THE REQUEST:
Express each line of the data below as a JSON list of strings, one string per line, omitting any blank lines.

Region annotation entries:
------------
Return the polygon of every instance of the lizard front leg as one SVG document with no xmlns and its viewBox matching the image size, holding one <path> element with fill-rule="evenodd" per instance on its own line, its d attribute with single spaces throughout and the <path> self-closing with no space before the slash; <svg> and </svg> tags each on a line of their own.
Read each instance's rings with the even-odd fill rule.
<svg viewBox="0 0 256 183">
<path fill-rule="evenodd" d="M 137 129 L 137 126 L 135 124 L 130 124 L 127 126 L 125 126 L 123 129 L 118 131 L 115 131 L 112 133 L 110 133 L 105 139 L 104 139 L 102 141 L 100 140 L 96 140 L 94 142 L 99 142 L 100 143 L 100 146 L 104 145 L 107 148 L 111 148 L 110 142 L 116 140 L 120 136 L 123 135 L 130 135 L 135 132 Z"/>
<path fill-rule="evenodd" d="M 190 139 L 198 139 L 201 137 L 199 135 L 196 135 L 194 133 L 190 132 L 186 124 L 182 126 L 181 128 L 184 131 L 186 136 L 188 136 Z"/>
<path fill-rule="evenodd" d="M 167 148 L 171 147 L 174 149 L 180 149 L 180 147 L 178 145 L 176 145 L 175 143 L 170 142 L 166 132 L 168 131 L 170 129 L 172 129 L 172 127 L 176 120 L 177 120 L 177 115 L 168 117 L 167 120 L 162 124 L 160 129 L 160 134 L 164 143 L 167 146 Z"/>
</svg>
------------
WORKED SOLUTION:
[
  "Return the polygon of every instance of the lizard front leg as one SVG document with no xmlns and its viewBox matching the image size, holding one <path> element with fill-rule=\"evenodd\" per instance on its own line, its d attribute with single spaces throughout and the <path> self-closing with no space before the slash; <svg> and </svg> tags each on a line of their own.",
  "Read each instance's rings with the even-odd fill rule.",
  "<svg viewBox=\"0 0 256 183\">",
  "<path fill-rule=\"evenodd\" d=\"M 137 129 L 137 126 L 135 124 L 130 124 L 127 126 L 125 126 L 123 129 L 118 131 L 115 131 L 112 133 L 110 133 L 105 139 L 104 139 L 102 141 L 100 140 L 96 140 L 94 142 L 99 142 L 100 143 L 100 146 L 104 145 L 107 148 L 111 148 L 110 142 L 116 140 L 120 136 L 123 135 L 130 135 L 135 132 Z\"/>",
  "<path fill-rule=\"evenodd\" d=\"M 190 139 L 198 139 L 201 137 L 199 135 L 196 135 L 194 133 L 190 132 L 186 124 L 182 126 L 181 128 L 184 131 L 186 136 L 188 136 Z\"/>",
  "<path fill-rule=\"evenodd\" d=\"M 167 148 L 171 147 L 174 149 L 180 149 L 180 147 L 178 145 L 176 145 L 175 143 L 170 142 L 166 132 L 168 131 L 170 129 L 172 129 L 172 127 L 176 120 L 177 120 L 177 115 L 168 117 L 167 120 L 162 124 L 160 129 L 160 134 L 164 143 L 167 146 Z\"/>",
  "</svg>"
]